> [WHAT IS NEEDED] Could you show each line of the records that contains the word "Target"?

==== INPUT RECORDS

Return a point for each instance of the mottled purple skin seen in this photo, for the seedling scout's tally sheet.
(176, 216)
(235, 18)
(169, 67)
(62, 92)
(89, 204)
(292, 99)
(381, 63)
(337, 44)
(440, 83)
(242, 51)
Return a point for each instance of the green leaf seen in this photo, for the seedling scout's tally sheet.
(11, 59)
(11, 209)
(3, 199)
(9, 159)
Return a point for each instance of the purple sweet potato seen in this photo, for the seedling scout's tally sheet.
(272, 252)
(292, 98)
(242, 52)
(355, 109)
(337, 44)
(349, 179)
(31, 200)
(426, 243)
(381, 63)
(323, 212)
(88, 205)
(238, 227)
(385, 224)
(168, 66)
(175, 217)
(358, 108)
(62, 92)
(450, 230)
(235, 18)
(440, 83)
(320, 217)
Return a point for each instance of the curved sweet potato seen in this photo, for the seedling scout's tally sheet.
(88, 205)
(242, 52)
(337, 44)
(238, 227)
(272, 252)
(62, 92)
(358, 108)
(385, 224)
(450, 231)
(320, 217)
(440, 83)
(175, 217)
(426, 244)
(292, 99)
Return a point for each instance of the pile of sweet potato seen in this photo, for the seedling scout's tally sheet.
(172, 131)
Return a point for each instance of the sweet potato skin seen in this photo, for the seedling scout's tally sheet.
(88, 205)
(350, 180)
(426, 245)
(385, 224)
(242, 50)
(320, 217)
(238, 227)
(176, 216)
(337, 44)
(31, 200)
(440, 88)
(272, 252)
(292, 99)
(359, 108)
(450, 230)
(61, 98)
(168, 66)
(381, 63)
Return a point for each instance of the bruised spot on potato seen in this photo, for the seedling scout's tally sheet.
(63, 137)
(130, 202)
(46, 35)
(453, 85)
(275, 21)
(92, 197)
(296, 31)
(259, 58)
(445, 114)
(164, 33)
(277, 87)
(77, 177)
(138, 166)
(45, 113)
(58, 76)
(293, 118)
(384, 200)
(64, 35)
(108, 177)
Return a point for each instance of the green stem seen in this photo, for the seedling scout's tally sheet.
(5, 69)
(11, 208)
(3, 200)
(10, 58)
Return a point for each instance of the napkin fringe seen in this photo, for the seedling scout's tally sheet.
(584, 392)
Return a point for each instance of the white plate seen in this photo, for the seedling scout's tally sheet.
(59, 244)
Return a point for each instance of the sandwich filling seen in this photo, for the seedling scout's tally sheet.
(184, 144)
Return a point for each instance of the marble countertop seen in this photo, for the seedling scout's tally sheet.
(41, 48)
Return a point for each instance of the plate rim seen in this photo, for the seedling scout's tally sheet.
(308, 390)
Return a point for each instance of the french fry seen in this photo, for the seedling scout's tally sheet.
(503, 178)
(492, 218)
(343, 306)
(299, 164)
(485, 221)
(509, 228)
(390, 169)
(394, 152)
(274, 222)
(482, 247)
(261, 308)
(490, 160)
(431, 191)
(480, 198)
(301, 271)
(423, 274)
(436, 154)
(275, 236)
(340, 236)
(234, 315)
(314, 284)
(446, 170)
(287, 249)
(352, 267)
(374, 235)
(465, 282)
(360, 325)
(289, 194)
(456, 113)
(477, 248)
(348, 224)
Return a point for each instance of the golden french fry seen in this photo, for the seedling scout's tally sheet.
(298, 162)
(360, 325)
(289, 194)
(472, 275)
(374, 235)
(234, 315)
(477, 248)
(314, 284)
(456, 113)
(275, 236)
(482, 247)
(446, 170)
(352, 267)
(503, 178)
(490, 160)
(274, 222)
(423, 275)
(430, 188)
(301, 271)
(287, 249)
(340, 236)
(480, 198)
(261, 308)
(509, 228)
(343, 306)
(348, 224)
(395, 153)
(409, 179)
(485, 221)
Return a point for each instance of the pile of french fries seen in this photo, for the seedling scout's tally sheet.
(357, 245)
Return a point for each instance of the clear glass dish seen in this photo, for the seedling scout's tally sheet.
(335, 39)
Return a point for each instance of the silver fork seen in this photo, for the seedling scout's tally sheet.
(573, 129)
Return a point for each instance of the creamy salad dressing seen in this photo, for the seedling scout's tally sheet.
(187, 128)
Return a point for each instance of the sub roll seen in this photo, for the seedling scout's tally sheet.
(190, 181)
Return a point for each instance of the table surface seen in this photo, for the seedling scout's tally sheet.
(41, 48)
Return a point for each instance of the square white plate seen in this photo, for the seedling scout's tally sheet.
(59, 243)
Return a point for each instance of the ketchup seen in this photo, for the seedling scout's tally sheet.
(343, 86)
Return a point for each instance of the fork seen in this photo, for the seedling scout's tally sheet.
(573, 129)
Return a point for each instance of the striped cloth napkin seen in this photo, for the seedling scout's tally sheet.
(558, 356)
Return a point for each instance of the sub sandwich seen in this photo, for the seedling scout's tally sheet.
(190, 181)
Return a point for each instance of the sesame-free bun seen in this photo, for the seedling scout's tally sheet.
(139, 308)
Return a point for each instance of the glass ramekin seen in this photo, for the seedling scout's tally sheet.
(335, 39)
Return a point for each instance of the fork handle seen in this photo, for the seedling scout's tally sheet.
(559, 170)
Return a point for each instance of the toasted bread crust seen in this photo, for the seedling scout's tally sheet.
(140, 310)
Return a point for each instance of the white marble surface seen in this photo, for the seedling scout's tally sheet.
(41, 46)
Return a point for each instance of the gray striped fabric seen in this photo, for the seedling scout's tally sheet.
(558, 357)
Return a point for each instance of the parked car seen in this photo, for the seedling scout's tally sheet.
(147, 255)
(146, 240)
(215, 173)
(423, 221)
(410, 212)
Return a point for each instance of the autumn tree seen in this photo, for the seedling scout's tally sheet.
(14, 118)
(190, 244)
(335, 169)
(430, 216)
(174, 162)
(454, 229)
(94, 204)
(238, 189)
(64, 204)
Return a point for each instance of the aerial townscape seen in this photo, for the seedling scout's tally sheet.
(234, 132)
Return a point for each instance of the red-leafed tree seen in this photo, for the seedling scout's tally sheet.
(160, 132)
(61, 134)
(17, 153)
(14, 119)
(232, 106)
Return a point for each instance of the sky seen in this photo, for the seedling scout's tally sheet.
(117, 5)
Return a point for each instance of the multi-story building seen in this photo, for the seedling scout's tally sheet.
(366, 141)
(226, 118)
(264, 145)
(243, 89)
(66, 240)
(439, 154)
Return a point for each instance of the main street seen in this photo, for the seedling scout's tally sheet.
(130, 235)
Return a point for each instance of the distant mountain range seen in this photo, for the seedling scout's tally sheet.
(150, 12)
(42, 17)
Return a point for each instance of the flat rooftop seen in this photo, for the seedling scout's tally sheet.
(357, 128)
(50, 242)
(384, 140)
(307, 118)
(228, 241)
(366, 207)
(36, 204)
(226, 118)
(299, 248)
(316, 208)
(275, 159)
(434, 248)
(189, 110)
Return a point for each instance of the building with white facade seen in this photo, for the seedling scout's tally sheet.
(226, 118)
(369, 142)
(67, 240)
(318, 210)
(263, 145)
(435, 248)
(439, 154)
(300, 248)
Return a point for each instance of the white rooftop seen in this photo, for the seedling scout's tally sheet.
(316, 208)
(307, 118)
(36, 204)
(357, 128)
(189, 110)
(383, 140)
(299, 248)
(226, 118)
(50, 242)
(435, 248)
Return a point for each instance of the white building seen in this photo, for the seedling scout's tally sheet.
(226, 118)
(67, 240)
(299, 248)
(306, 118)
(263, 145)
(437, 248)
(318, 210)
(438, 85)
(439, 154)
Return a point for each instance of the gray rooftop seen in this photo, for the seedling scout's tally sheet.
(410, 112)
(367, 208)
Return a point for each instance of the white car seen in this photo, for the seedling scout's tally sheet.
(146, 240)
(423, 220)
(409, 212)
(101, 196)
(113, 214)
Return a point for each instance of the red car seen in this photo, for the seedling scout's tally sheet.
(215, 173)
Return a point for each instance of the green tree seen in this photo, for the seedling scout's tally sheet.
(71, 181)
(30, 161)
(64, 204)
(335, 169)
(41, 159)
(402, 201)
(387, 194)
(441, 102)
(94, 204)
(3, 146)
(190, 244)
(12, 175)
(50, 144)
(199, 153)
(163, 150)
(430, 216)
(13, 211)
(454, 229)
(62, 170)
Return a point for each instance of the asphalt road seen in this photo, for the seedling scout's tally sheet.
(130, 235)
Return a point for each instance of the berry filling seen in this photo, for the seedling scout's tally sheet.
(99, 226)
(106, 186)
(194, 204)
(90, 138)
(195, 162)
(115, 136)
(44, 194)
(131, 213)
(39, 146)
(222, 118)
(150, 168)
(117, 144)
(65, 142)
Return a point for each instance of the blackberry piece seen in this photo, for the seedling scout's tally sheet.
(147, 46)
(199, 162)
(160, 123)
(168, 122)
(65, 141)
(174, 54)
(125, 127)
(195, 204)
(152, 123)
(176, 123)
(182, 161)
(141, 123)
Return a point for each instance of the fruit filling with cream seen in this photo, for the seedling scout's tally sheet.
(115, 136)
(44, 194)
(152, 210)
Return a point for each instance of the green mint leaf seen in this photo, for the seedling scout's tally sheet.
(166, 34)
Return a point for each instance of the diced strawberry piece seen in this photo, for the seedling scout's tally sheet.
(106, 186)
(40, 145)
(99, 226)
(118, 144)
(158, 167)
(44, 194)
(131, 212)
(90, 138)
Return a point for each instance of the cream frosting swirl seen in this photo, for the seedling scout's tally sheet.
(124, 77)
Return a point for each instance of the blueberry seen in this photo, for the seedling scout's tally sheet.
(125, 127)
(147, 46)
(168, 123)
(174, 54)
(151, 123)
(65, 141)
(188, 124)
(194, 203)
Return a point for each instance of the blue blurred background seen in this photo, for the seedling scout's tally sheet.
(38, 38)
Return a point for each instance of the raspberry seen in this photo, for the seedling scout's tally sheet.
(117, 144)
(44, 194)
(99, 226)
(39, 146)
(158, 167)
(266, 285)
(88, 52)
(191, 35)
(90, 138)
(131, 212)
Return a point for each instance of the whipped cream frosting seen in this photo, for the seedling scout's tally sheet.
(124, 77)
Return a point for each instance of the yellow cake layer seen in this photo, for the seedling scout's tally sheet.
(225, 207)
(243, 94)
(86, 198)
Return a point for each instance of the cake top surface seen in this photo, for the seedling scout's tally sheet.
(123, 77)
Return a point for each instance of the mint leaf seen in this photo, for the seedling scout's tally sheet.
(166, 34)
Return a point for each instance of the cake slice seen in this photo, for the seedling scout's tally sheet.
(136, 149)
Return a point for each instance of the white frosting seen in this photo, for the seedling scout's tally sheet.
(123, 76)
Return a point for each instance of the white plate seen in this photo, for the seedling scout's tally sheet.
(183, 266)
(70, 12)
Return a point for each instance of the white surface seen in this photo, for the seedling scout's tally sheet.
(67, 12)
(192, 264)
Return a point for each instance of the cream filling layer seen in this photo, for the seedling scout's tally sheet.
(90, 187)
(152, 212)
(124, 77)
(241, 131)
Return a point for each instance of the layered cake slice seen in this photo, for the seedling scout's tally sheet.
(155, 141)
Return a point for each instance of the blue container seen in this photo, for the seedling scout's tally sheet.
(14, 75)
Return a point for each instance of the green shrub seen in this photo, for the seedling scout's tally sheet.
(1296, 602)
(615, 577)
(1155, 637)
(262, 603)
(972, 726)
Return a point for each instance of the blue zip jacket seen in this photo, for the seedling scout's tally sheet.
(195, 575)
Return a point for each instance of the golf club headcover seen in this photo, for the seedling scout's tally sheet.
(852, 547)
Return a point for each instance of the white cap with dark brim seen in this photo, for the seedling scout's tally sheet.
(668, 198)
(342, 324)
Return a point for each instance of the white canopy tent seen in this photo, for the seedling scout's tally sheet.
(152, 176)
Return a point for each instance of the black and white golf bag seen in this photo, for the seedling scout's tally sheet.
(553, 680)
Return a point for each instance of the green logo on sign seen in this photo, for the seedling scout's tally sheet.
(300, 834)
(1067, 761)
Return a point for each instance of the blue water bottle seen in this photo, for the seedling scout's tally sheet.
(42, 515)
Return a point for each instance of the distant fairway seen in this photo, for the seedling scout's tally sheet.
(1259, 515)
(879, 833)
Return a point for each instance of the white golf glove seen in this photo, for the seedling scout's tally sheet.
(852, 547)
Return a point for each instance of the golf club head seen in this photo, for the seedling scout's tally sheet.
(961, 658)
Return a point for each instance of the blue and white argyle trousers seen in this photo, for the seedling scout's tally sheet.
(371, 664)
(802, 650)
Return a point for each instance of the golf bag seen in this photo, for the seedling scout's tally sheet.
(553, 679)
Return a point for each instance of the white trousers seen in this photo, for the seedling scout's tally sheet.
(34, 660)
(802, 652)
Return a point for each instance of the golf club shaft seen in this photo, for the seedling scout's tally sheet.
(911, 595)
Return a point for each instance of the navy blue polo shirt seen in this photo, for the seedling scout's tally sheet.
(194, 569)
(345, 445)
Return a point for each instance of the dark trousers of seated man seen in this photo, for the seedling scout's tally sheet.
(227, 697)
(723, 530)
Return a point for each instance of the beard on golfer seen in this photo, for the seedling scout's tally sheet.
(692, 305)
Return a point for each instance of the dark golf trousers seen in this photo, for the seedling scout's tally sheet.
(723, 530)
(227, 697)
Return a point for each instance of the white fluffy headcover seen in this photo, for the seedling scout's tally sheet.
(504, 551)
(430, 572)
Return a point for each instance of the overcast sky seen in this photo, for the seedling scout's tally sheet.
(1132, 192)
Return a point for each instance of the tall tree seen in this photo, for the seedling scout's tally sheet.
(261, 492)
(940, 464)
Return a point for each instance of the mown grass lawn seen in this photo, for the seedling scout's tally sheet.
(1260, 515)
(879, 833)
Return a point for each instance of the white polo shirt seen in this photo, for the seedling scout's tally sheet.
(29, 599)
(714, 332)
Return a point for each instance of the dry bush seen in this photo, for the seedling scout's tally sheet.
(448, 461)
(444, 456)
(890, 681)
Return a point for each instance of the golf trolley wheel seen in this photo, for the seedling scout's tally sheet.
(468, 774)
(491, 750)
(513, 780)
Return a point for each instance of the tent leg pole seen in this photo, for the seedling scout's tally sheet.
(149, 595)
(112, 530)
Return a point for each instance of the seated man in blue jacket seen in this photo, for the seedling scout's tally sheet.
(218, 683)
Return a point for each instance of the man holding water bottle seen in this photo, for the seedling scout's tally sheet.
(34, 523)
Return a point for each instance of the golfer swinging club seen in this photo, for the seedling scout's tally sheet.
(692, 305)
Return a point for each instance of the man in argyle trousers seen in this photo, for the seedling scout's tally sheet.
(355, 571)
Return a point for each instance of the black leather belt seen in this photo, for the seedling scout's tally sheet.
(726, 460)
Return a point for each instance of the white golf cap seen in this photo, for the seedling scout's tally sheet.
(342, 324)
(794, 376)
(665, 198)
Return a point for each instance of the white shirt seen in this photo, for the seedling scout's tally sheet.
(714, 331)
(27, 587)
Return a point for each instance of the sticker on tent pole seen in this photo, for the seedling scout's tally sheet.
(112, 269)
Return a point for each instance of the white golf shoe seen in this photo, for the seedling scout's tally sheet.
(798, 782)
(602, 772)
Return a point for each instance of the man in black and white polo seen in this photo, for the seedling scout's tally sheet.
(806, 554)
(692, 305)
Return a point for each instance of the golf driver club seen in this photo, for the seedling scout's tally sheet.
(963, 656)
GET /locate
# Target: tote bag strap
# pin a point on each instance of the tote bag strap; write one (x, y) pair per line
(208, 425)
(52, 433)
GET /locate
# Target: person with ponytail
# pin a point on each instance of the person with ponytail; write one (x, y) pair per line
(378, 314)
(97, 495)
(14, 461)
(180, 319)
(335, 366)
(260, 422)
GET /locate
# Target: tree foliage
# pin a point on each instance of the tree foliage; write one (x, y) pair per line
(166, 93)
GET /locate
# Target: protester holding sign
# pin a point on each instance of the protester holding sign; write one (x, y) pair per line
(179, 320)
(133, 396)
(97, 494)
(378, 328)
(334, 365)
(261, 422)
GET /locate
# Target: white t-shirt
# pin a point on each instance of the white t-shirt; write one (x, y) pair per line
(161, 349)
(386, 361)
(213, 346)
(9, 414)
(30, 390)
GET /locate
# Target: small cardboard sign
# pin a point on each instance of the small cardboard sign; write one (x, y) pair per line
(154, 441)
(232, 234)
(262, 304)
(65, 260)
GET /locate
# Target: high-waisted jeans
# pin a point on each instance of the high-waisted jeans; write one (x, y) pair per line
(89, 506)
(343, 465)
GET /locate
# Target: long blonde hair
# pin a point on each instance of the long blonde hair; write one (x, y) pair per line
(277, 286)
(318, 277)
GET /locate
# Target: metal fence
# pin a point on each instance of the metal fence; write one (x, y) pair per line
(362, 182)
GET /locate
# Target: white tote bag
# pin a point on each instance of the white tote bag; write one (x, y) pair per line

========

> [ANSWER SECTION]
# Target: tote bag strap
# Target: person with ponytail
# Target: tree foliage
# Target: protester holding sign
# Target: white t-shirt
# Target: small cardboard sign
# Target: high-waisted jeans
# Target: long blonde hair
# Target: metal fence
# Target: white tote bag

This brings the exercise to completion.